*** Opening of READING PASSAGE ***
The content of the PhD project is multi-disciplinary; therefore, the young researcher will gain background in Neurosciences and Sensory Evaluation in Food Sciences. The young researcher will beneficiate from the supervision by experts in each domain. EEG studies will take place in CSGA, the leading multidisciplinary research center for taste and feeding behavior, Dijon, France. fMRI studies will take place at the Smell & Taste Clinic, Dresden in Germany, which is a leading lab in brain imaging of chemical senses. Finally, for the fMRI design and data analysis, we work in close collaboration with the IVIA AgroRésonance platform in Clermont-Ferrand, which has a key expertise in image analysis and artefact removal especially for food stimulations. Regarding the European network involved in the project, the student should be able to speak English and some knowledge of French would be appreciated.
*** Close of READING PASSAGE ***
# WHAT YOU HAVE TO DO
Translate this sentence from the PhD project description into Spanish: "fMRI studies will take place at the Smell & Taste Clinic, Dresden in Germany, which is a leading lab in brain imaging of chemical senses." The listing has no role in this exercise.
*** Opening of GIVEN DATA ***
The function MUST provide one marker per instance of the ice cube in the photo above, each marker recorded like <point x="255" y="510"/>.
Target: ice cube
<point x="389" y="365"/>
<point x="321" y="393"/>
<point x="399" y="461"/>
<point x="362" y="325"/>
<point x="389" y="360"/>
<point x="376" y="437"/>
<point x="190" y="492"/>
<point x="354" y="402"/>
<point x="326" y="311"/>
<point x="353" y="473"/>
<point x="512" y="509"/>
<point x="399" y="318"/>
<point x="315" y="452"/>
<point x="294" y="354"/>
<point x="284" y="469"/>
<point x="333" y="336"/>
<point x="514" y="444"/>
*** Close of GIVEN DATA ***
# EXERCISE OUTPUT
Los estudios de fMRI se llevarán a cabo en la Smell & Taste Clinic, en Dresde, Alemania, que es un laboratorio líder en imágenes cerebrales de los sentidos químicos.